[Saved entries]
━━━━━━━━━━

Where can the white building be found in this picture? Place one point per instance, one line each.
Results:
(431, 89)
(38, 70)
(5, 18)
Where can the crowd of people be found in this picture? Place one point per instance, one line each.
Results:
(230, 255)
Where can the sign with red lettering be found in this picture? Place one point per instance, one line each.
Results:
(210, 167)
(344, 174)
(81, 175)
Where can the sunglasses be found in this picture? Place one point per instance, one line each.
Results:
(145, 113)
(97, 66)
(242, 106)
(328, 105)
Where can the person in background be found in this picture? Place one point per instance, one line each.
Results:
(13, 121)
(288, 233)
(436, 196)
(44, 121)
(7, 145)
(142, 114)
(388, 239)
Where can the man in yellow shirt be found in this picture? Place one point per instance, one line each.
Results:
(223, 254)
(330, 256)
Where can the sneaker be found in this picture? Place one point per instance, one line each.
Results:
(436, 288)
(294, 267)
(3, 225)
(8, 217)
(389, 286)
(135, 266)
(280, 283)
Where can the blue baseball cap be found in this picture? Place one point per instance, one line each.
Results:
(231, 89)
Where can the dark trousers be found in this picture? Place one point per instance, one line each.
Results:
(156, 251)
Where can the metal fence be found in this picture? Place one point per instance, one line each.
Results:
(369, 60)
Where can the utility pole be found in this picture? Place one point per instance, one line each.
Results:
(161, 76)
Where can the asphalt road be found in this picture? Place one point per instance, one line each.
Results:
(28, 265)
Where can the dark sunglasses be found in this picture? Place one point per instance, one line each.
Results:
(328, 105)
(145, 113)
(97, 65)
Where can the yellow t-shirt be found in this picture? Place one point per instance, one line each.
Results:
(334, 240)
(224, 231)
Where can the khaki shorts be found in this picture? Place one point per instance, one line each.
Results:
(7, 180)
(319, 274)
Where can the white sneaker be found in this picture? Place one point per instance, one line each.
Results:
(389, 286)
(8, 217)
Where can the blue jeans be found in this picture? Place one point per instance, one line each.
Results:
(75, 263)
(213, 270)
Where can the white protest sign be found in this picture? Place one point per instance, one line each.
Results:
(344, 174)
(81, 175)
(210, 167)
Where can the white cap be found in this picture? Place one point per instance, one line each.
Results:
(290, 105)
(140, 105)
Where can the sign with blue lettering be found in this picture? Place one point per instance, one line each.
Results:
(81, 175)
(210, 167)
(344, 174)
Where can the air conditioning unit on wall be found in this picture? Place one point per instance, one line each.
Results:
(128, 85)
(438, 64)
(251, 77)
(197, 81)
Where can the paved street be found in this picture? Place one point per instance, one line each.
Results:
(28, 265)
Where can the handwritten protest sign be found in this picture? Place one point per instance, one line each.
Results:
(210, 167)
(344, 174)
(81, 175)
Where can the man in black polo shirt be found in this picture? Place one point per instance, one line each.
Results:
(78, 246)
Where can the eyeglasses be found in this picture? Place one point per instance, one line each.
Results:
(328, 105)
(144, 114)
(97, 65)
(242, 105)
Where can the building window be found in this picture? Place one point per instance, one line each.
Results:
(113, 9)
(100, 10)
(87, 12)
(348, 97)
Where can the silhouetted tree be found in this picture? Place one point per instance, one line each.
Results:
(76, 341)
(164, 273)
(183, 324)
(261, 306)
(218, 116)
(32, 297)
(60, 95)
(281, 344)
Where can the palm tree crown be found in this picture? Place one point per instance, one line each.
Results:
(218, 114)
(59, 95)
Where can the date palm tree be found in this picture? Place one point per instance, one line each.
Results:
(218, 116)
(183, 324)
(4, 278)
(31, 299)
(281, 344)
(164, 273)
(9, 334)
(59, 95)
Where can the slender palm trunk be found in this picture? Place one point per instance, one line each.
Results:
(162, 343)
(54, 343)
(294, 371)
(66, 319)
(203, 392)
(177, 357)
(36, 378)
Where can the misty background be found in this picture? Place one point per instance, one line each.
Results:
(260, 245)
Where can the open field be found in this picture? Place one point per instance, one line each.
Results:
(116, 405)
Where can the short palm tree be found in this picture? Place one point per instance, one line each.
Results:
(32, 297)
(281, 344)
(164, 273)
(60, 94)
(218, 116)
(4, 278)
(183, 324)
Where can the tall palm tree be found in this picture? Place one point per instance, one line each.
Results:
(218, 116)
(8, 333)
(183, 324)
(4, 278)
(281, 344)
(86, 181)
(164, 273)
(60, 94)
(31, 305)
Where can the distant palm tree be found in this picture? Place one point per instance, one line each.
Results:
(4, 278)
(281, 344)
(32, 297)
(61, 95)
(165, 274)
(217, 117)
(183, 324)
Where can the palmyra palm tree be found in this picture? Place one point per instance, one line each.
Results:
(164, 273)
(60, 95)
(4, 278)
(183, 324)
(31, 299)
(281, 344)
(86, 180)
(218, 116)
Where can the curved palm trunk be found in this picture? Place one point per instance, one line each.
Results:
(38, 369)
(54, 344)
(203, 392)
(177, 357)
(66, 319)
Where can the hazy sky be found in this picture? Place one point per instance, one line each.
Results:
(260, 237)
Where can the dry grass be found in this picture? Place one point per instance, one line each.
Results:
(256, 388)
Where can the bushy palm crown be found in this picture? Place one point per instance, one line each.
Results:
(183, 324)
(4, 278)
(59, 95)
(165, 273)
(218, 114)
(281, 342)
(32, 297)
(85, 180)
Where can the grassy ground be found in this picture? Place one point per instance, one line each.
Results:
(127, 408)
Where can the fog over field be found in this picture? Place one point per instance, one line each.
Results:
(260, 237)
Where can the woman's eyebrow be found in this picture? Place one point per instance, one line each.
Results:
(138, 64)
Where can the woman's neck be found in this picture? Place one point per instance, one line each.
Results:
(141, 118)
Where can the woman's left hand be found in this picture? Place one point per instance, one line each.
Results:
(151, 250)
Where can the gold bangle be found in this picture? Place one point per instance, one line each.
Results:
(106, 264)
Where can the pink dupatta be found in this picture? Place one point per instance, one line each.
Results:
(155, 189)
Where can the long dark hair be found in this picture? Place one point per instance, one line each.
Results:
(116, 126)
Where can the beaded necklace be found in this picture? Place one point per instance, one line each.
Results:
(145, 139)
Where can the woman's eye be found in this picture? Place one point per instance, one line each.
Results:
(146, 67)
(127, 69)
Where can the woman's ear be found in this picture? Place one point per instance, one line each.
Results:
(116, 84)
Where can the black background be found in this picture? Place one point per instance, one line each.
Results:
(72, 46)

━━━━━━━━━━

Beginning with the very first line of the records above, please retype each line through the one that has "Where can the sign with red", and add nothing.

## OUTPUT FOR THIS EXERCISE
Where can the white building be found in this picture? Place one point per instance, one line each.
Results:
(431, 89)
(38, 70)
(5, 18)
Where can the crowd of people be found in this picture? Place one point per instance, one line each.
Results:
(230, 255)
Where can the sign with red lettering be found in this picture? Place one point per instance, one line each.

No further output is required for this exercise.